What you will do –
Translate this sentence from the article below on Ukraine and Russian oil transit into Spanish: "The contract for the transit of Russian gas through Ukraine to Europe between the state-owned companies Gazprom and Naftogaz ends on December 31."

Exercise text –

Ukraine Threatens to Halt Transit of Russian Oil to Europe

A view of storage tanks and pipelines at the Mero central oil tank farm, which moves crude through the Druzhba oil pipeline, near Nelahozeves, Czech Republic, August 10, 2022. REUTERS/David W Cerny/File Photo
A view of storage tanks and pipelines at the Mero central oil tank farm, which moves crude through the Druzhba oil pipeline, near Nelahozeves, Czech Republic, August 10, 2022. REUTERS/David W Cerny/File Photo

A top aide to Ukrainian President Volodymyr Zelensky on Friday said Kyiv would halt the transit of Russian oil across its territory at the end of the year, when the current contract expires and is not renewed.

Mykhailo Podolyak said in an interview with the Novini.Live broadcaster that current transit contracts for Russian supplies that run through the end of the year will not be renewed.

“There is no doubt that it will all end on January 1, 2025,” he said.

Kiev says it is prepared to transport gas from the Central Asian countries or Azerbaijan to Europe, but not from Russia, as it is crucial for Ukraine to deprive Russia of its sources of income from the sale of raw materials after it attacked its neighbor well over two years ago.

The contract for the transit of Russian gas through Ukraine to Europe between the state-owned companies Gazprom and Naftogaz ends on December 31.

Despite the launch of Russia's full-scale invasion of Ukraine in February 2022, the Ukrainians have fulfilled the contract terms - in part at the insistence of its European neighbors, especially Hungary.

But the leadership in Kiev has repeatedly made it clear that it wants the shipments to end.

Meanwhile, the Czech Republic energy security envoy Vaclav Bartuska said on Friday that any potential halt in oil supplies via the Druzhba pipeline through Ukraine from Russia from next year would not be a problem for the country.

Responding to a Reuters question – on comments by Ukrainian presidential aide Mykhailo Podolyak that flows of Russian oil may stop from January – Bartuska said Ukraine had also in the past warned of a potential halt.

Region pointing data:
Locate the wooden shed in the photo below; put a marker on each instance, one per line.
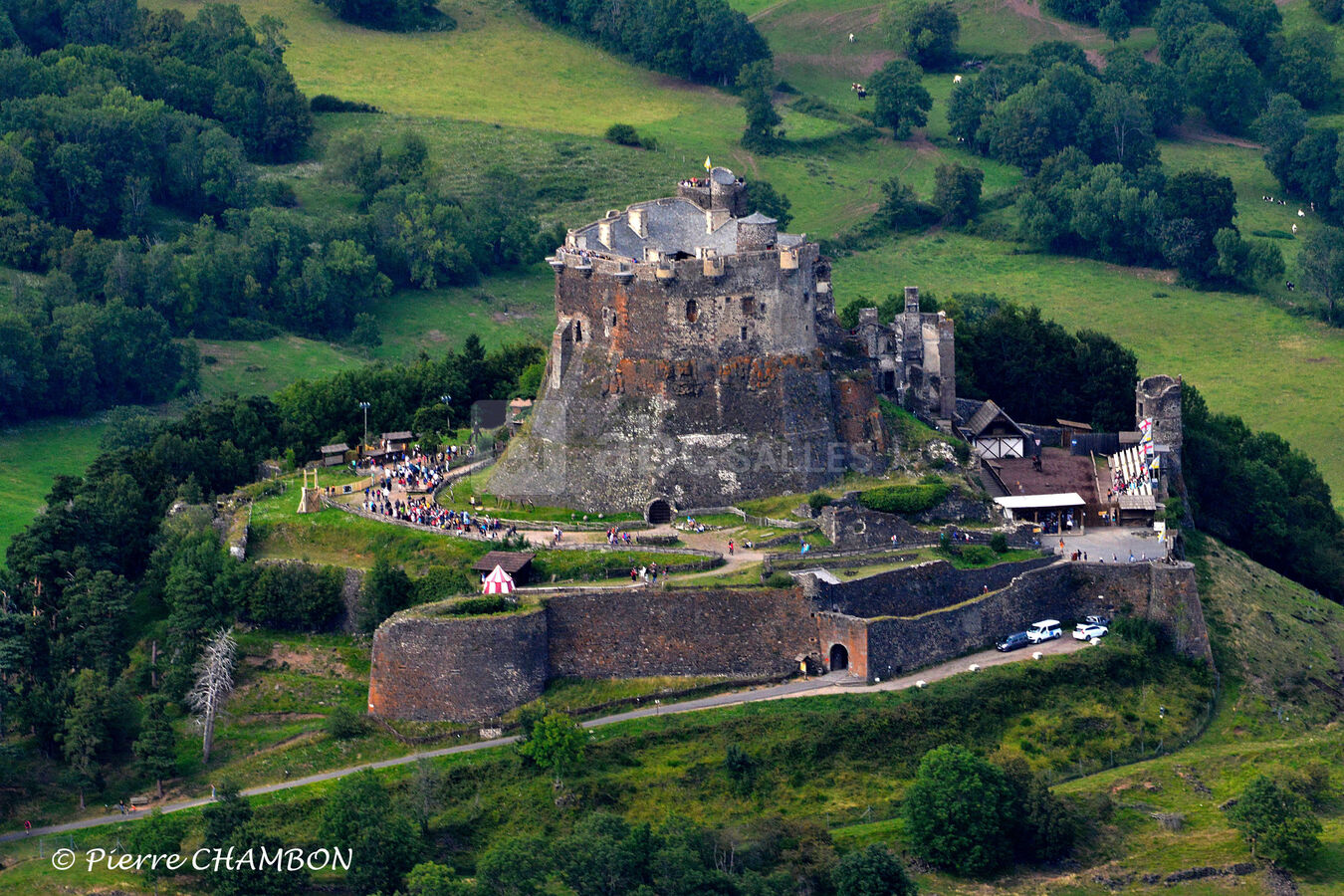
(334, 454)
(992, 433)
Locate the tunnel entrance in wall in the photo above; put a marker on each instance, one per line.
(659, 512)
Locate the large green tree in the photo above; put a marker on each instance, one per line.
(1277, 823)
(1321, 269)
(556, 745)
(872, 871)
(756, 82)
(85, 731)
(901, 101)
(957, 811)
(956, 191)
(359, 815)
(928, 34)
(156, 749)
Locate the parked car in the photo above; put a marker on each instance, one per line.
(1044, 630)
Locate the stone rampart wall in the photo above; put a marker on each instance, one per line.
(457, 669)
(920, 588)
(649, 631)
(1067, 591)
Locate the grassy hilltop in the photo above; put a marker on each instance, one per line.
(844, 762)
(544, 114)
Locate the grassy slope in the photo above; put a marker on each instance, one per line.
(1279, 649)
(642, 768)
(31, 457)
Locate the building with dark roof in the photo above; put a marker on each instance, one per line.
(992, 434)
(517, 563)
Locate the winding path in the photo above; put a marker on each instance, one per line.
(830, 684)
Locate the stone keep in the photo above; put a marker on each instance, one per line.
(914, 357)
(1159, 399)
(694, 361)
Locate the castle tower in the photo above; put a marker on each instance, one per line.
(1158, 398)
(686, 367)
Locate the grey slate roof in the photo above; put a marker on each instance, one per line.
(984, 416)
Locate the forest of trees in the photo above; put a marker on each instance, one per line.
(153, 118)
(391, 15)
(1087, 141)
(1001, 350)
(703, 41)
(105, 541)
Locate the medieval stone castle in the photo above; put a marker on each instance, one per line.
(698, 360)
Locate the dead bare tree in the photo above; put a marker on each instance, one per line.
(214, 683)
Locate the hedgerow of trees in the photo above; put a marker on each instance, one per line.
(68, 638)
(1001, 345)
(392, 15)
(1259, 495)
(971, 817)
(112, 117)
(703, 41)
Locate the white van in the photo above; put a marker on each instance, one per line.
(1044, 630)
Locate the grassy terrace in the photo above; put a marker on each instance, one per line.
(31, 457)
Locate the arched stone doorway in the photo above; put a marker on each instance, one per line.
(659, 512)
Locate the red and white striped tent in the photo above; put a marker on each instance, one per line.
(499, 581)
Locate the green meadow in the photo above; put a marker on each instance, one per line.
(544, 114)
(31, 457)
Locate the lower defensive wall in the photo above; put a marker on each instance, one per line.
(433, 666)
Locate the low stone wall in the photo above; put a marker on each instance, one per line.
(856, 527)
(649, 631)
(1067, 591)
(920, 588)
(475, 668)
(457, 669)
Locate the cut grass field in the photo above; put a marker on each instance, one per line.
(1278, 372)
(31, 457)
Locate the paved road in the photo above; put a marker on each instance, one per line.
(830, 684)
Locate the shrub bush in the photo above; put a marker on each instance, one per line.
--
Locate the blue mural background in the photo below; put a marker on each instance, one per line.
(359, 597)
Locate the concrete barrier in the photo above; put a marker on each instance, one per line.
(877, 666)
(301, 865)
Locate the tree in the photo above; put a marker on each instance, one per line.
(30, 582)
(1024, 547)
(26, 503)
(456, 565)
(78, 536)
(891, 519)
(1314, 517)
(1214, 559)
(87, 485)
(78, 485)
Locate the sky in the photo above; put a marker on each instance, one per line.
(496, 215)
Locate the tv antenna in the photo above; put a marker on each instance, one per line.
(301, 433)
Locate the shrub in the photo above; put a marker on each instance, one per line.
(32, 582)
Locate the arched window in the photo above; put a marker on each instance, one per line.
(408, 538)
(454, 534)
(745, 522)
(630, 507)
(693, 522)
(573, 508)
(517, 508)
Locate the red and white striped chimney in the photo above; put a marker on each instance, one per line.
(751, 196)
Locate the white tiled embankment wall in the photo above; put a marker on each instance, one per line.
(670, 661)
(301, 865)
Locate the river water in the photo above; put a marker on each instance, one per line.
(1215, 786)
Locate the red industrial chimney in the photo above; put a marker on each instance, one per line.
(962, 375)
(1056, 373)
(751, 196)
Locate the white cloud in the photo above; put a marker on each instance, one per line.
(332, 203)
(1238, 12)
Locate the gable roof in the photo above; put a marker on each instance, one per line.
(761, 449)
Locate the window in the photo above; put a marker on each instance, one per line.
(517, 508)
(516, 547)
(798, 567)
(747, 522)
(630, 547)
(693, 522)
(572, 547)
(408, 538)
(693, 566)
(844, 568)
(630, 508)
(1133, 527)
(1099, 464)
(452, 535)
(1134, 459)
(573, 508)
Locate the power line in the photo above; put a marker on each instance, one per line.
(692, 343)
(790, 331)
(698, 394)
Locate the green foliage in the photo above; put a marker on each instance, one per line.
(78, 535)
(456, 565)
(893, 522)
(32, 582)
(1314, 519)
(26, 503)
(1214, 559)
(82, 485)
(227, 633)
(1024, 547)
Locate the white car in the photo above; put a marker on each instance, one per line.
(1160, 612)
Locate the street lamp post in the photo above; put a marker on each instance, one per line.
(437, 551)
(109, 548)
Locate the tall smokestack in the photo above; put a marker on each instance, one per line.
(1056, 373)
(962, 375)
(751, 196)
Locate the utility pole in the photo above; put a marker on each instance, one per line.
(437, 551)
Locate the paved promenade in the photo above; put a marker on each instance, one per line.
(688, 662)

Completed task –
El contrato para el tránsito de gas ruso a través de Ucrania hacia Europa entre las empresas estatales Gazprom y Naftogaz vence el 31 de diciembre.